Reproduce exactly the span of lines beginning at the one with "[BATCH JOB 4417] Class: distant treeline" and ending at the last line of the data below, omitting pictures.

————————

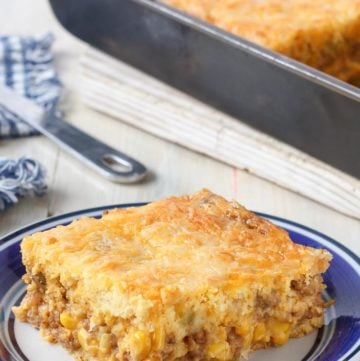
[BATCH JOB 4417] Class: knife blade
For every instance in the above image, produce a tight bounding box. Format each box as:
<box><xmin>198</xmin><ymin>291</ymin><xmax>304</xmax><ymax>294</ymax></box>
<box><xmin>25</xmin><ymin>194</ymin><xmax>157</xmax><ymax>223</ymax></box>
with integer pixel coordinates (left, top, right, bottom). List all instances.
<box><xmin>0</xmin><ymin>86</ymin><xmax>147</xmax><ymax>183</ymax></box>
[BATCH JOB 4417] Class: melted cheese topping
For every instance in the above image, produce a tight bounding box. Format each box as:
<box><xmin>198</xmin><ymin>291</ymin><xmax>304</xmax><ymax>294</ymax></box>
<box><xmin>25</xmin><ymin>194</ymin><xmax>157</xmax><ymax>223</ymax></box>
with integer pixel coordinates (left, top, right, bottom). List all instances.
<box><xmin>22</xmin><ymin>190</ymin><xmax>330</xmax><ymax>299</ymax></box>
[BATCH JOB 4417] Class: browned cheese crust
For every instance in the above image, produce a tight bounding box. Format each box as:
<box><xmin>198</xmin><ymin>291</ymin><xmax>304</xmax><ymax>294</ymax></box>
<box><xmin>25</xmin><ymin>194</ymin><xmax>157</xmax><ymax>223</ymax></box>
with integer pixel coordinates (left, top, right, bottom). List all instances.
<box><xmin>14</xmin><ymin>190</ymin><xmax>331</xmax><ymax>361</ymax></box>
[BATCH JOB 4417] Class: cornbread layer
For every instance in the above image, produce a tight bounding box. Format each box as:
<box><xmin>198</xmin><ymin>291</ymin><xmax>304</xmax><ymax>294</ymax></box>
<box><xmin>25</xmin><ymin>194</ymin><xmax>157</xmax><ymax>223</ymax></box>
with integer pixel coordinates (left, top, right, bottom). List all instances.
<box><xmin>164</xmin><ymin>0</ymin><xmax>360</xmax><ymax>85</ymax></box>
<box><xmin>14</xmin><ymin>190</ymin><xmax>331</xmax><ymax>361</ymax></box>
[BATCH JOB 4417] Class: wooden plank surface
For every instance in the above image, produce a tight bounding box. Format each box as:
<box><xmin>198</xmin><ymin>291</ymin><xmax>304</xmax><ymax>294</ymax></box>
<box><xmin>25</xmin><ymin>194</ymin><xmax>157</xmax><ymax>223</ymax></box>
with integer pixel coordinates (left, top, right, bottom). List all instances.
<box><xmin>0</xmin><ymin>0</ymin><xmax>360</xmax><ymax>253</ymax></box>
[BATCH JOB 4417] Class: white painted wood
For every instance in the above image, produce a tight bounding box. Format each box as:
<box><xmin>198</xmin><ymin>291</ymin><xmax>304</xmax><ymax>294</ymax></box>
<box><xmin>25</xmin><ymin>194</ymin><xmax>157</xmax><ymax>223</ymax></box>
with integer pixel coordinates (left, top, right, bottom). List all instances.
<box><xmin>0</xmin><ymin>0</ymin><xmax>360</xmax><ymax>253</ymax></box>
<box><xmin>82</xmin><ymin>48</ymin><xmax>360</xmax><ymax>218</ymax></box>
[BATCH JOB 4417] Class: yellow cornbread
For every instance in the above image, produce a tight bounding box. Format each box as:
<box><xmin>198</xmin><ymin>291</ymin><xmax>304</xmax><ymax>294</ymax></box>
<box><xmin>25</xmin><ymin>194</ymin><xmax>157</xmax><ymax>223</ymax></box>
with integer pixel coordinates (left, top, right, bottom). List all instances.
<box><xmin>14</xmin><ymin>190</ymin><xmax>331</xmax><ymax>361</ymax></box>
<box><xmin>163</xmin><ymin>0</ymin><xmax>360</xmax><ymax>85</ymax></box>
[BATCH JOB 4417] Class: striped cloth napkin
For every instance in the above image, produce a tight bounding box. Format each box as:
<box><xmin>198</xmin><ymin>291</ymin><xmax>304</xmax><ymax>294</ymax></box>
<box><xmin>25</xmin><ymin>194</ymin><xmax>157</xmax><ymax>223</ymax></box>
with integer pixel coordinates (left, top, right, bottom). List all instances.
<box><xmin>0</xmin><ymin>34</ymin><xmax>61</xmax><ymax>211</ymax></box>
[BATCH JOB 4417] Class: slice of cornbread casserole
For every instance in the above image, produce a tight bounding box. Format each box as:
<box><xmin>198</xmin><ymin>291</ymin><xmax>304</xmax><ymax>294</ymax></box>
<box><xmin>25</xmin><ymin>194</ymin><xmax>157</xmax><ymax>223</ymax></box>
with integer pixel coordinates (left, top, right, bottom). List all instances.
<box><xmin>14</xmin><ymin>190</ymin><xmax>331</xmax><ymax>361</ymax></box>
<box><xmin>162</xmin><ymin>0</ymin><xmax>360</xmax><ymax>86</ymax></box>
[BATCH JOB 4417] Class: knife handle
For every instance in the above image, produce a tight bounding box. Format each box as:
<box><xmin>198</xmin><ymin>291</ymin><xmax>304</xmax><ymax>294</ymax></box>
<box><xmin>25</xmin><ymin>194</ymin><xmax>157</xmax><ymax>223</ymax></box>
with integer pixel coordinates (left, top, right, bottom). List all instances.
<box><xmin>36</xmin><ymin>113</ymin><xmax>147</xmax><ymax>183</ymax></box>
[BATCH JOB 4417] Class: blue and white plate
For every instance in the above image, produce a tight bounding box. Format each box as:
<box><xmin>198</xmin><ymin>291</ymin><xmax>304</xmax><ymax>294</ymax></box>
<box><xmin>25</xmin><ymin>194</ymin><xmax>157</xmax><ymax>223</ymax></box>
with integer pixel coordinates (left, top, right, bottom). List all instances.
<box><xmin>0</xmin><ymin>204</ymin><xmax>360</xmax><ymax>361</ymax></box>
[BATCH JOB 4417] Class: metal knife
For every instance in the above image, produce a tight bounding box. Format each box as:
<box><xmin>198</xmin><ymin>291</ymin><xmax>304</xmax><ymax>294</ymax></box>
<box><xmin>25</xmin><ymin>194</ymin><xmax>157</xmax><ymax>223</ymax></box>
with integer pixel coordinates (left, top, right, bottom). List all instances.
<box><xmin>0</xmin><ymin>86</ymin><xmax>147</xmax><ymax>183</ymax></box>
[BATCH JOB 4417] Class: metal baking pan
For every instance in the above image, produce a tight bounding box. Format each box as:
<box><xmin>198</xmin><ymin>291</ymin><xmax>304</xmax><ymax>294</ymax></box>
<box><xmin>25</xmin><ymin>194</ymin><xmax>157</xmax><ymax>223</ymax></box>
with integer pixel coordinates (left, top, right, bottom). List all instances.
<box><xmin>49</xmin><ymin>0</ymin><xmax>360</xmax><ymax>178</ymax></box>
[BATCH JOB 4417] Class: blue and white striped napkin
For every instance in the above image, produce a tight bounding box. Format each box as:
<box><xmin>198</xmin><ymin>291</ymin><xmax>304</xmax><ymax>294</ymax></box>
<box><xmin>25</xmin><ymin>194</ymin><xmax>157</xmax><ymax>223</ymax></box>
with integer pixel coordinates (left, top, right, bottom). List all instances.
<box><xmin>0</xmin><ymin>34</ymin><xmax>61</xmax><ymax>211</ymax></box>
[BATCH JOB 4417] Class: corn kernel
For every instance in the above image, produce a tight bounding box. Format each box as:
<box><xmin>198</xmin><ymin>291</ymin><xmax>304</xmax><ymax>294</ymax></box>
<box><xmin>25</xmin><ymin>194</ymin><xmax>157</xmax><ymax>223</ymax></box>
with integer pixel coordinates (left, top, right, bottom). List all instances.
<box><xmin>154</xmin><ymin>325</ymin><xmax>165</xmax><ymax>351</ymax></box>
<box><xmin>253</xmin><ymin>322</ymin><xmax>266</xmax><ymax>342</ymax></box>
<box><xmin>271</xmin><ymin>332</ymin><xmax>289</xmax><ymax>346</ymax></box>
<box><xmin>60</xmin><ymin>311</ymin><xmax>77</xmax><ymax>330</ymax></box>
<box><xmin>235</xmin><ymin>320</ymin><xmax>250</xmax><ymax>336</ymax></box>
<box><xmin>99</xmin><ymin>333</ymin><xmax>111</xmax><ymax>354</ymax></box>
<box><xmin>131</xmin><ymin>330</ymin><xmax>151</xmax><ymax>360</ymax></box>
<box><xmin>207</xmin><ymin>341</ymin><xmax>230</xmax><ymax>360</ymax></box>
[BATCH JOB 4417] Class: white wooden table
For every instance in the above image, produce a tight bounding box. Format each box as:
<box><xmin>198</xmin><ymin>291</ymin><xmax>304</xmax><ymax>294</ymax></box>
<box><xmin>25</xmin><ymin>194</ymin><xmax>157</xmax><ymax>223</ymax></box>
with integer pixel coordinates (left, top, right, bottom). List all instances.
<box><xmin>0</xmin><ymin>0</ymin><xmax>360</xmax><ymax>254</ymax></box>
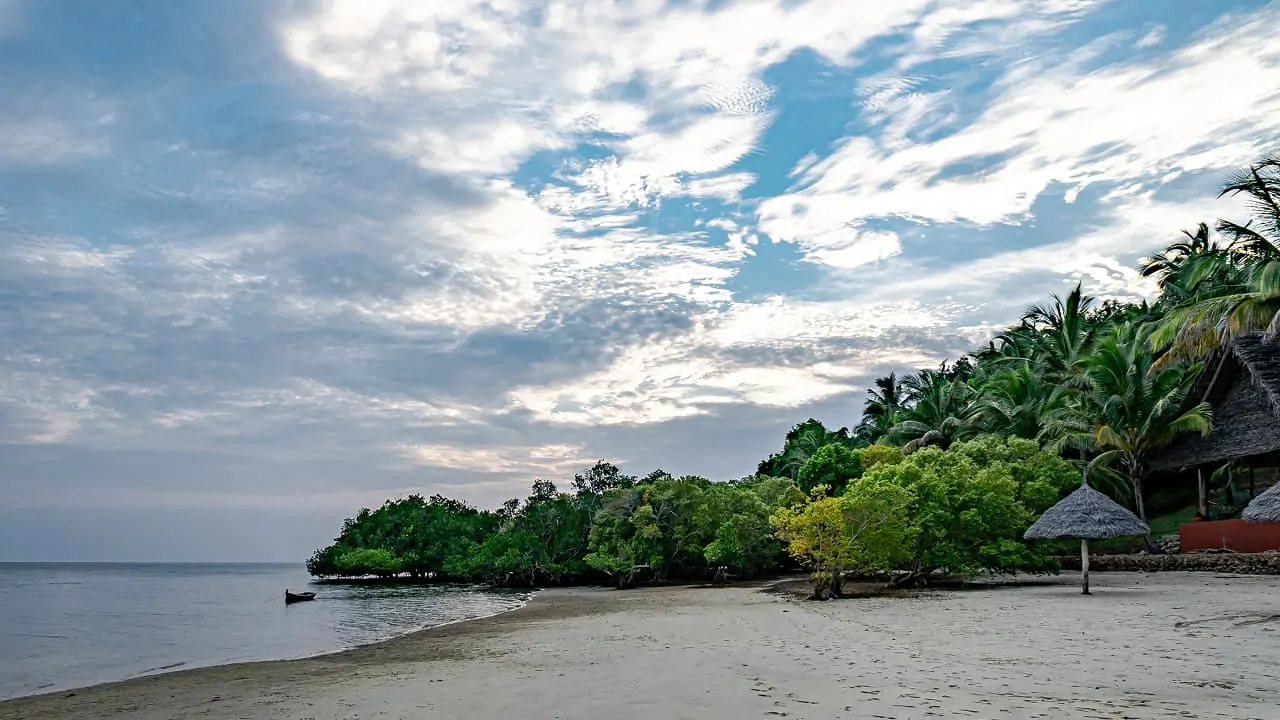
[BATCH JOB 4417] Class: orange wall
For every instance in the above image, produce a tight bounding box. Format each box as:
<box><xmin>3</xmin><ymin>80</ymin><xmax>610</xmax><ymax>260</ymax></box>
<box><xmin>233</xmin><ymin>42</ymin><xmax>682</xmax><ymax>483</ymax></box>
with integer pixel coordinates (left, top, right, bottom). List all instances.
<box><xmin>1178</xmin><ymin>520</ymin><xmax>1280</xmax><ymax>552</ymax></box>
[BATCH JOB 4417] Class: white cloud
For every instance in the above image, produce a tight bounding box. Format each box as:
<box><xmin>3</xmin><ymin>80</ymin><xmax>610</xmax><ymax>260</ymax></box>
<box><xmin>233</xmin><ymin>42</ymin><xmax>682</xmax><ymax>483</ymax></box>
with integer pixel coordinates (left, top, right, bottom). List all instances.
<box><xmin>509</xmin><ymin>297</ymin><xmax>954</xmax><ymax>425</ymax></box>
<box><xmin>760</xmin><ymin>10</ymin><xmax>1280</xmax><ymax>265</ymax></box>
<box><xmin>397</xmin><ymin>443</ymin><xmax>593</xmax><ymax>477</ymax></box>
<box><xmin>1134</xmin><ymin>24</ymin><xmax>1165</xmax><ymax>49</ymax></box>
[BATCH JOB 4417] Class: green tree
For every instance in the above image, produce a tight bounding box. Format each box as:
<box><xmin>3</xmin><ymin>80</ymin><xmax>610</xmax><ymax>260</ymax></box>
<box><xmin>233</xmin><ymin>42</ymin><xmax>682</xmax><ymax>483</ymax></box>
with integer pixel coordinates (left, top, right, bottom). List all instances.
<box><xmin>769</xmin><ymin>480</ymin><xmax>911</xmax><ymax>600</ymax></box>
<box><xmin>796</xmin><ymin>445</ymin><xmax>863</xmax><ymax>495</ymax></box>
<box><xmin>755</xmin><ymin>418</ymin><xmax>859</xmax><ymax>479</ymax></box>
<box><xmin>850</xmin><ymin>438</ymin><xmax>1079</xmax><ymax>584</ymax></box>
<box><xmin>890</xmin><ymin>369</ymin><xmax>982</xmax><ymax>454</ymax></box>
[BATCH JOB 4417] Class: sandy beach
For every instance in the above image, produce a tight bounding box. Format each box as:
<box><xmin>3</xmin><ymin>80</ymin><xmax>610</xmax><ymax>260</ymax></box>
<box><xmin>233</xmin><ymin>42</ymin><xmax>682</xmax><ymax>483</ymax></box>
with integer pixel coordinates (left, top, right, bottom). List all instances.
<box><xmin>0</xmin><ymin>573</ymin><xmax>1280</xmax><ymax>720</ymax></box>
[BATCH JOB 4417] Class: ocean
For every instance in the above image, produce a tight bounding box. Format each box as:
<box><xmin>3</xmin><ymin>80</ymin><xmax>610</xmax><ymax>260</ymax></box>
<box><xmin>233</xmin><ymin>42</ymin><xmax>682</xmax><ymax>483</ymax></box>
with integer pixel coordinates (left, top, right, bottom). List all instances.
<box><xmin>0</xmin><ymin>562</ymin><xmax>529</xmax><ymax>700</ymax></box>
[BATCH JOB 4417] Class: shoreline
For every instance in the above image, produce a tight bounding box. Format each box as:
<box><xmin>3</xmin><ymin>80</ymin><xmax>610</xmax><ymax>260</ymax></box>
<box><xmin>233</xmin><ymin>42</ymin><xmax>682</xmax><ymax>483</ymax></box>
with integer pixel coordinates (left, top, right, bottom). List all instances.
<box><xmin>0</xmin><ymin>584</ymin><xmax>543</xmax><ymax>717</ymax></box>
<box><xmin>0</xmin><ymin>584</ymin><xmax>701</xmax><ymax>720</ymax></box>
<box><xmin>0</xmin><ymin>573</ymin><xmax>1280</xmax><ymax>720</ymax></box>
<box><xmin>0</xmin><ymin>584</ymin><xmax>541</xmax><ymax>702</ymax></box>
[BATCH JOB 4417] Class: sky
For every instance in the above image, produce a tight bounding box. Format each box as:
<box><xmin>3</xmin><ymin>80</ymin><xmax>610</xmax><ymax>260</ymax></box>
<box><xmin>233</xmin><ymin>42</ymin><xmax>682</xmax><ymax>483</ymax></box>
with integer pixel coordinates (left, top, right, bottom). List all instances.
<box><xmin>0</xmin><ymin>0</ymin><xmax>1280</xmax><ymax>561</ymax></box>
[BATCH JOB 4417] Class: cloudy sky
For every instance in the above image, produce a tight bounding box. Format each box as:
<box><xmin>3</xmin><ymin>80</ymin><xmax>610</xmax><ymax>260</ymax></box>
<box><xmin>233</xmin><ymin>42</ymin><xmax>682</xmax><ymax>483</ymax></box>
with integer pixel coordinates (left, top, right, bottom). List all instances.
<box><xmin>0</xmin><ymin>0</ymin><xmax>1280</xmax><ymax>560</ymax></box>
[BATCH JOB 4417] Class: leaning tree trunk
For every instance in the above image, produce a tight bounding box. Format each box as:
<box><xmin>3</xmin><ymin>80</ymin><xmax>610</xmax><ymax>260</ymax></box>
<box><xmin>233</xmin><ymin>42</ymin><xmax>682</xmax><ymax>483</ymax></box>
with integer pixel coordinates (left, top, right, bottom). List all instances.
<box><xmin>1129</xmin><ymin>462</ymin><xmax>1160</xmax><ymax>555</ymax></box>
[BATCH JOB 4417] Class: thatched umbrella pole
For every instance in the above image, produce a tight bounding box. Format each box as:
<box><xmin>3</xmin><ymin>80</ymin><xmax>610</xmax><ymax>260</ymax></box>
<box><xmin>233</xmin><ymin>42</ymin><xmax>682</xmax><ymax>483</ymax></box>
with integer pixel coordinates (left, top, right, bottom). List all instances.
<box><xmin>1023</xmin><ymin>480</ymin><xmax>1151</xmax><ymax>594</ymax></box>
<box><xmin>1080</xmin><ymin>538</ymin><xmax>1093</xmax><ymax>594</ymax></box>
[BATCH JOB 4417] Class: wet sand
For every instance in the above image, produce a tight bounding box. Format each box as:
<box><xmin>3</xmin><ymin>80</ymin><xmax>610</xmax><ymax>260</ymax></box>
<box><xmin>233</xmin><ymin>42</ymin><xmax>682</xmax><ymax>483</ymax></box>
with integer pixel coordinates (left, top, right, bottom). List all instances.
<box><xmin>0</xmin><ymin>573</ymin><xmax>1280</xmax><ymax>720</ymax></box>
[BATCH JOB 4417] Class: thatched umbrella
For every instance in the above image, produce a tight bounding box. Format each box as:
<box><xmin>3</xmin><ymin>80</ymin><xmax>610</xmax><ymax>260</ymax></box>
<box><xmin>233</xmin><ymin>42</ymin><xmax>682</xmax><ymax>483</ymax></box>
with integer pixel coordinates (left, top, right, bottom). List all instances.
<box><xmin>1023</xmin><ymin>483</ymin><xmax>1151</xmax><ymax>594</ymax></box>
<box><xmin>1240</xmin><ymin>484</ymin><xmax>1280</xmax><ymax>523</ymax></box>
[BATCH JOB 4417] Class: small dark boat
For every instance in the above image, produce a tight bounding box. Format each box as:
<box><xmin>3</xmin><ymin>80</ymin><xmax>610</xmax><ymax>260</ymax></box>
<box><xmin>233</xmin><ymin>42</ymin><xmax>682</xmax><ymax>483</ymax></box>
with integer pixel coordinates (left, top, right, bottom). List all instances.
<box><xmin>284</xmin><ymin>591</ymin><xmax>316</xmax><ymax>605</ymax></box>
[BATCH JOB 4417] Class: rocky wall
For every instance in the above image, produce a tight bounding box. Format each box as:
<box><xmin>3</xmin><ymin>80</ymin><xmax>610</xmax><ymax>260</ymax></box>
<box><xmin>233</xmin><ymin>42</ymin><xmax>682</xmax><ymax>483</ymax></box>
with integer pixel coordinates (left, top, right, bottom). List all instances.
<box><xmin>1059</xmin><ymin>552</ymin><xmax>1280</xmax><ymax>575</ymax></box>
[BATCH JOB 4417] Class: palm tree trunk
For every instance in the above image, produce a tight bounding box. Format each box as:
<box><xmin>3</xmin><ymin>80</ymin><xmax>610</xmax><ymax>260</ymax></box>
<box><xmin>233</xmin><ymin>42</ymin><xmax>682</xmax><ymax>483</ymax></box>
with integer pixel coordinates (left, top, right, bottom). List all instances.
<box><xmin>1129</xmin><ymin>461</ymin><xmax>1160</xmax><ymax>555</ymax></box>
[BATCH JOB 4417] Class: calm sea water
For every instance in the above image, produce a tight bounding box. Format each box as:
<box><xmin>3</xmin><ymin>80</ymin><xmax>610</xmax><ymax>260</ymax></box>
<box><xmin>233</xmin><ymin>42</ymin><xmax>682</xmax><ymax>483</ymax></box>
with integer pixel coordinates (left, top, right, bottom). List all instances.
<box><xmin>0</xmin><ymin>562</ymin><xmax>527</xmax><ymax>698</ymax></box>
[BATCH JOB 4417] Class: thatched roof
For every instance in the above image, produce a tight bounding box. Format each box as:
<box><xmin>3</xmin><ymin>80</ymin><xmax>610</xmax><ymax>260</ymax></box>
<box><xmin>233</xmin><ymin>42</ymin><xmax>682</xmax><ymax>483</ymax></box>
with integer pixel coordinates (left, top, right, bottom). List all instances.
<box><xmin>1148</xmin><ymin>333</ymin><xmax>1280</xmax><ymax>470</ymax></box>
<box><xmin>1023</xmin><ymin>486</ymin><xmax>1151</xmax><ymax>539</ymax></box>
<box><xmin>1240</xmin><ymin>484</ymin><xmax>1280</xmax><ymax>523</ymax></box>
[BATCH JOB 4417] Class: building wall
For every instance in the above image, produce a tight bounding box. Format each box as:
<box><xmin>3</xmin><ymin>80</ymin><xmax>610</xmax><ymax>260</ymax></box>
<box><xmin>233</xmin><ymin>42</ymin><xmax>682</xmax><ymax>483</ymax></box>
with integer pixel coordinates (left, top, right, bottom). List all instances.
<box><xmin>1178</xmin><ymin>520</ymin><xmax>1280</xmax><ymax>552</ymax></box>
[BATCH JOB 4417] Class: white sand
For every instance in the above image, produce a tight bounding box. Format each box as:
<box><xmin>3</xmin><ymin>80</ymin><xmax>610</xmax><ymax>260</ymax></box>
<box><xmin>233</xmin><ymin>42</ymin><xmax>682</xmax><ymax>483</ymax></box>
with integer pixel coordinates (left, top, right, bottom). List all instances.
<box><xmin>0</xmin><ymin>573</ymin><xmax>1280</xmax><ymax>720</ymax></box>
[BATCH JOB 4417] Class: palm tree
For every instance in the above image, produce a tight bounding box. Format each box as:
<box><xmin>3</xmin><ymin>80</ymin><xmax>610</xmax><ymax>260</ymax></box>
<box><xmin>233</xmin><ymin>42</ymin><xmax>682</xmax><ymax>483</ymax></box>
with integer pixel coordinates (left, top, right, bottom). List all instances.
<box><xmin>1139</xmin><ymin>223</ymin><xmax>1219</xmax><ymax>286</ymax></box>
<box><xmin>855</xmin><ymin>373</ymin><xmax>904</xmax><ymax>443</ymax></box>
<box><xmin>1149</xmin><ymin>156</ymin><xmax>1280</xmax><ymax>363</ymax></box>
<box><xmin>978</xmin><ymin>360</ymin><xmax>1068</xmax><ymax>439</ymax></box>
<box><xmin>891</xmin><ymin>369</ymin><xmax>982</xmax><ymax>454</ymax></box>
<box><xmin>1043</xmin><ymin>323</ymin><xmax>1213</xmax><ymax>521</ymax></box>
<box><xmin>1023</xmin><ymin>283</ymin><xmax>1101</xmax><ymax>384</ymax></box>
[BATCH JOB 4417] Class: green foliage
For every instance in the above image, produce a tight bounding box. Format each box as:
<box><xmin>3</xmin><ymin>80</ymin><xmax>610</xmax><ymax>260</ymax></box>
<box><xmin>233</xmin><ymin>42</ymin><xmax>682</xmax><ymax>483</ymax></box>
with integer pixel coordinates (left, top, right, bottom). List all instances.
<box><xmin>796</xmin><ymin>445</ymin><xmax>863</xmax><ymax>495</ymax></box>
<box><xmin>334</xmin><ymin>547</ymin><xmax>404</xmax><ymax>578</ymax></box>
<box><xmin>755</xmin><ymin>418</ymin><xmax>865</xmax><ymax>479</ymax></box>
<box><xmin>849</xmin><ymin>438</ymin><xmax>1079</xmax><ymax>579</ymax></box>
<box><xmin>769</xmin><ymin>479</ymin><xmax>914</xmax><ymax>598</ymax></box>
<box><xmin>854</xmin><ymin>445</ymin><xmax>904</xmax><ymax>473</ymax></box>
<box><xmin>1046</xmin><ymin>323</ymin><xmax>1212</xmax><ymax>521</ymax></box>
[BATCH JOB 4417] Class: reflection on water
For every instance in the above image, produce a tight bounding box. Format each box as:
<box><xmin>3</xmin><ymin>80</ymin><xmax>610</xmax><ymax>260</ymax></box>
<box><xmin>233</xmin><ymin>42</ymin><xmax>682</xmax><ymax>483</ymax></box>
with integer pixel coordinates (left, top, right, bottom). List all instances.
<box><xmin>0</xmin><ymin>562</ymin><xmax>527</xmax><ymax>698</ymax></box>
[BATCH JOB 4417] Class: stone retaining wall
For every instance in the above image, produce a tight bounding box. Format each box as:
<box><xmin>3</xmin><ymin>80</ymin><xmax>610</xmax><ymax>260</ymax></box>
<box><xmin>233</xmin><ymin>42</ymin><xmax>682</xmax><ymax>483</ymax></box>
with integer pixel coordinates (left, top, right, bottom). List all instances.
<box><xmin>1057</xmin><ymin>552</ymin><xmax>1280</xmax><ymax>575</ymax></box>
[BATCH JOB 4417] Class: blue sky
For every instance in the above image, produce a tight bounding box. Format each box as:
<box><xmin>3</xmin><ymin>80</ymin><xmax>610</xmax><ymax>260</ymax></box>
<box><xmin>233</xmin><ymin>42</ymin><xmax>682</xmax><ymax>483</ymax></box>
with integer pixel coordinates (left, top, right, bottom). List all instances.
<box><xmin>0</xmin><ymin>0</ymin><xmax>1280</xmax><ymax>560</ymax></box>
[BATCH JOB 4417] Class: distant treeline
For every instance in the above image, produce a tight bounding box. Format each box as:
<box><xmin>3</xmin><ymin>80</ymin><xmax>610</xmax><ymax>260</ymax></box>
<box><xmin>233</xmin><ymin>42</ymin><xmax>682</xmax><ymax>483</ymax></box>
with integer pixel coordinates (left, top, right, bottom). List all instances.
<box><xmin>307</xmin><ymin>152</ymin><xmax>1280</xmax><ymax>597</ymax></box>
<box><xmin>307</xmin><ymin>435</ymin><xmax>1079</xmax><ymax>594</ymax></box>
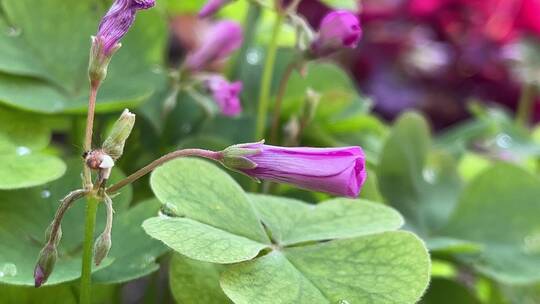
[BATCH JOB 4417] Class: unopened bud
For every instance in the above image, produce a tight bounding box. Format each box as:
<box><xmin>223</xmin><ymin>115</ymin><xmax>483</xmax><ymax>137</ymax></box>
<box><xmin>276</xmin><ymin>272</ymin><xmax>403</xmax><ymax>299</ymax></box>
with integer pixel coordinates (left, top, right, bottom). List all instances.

————————

> [Exercise response]:
[BATCH JOB 4417] Class: distant treeline
For every instance in the above image, produce a tight bounding box. Format each box as:
<box><xmin>3</xmin><ymin>80</ymin><xmax>610</xmax><ymax>260</ymax></box>
<box><xmin>233</xmin><ymin>42</ymin><xmax>682</xmax><ymax>483</ymax></box>
with integer pixel coordinates (left, top, right, bottom). List all instances.
<box><xmin>307</xmin><ymin>152</ymin><xmax>1280</xmax><ymax>597</ymax></box>
<box><xmin>307</xmin><ymin>435</ymin><xmax>1079</xmax><ymax>594</ymax></box>
[BATCH JOB 4417] Class: unopened bud
For every instance in the above image, produce a tight bounding box. Format each box as:
<box><xmin>223</xmin><ymin>115</ymin><xmax>483</xmax><ymax>137</ymax></box>
<box><xmin>276</xmin><ymin>272</ymin><xmax>403</xmax><ymax>299</ymax></box>
with integer pixel coordinates (left, top, right, bottom). List all instances.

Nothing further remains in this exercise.